[Collected data]
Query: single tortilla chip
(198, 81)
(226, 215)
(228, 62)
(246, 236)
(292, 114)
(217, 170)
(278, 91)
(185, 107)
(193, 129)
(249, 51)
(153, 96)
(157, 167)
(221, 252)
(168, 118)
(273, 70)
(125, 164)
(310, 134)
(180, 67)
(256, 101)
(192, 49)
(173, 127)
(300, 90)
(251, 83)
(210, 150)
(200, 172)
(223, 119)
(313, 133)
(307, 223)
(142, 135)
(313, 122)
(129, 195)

What you are asked to do - Retype every line of the records above without any changes.

Result of the exercise -
Query: single tortilla chip
(198, 81)
(226, 215)
(228, 62)
(246, 236)
(292, 114)
(217, 170)
(278, 91)
(185, 107)
(193, 129)
(249, 51)
(153, 96)
(157, 167)
(221, 252)
(168, 118)
(273, 70)
(125, 164)
(310, 134)
(180, 67)
(256, 101)
(192, 49)
(173, 127)
(300, 90)
(251, 83)
(210, 150)
(200, 172)
(223, 119)
(313, 133)
(307, 223)
(142, 135)
(313, 122)
(129, 195)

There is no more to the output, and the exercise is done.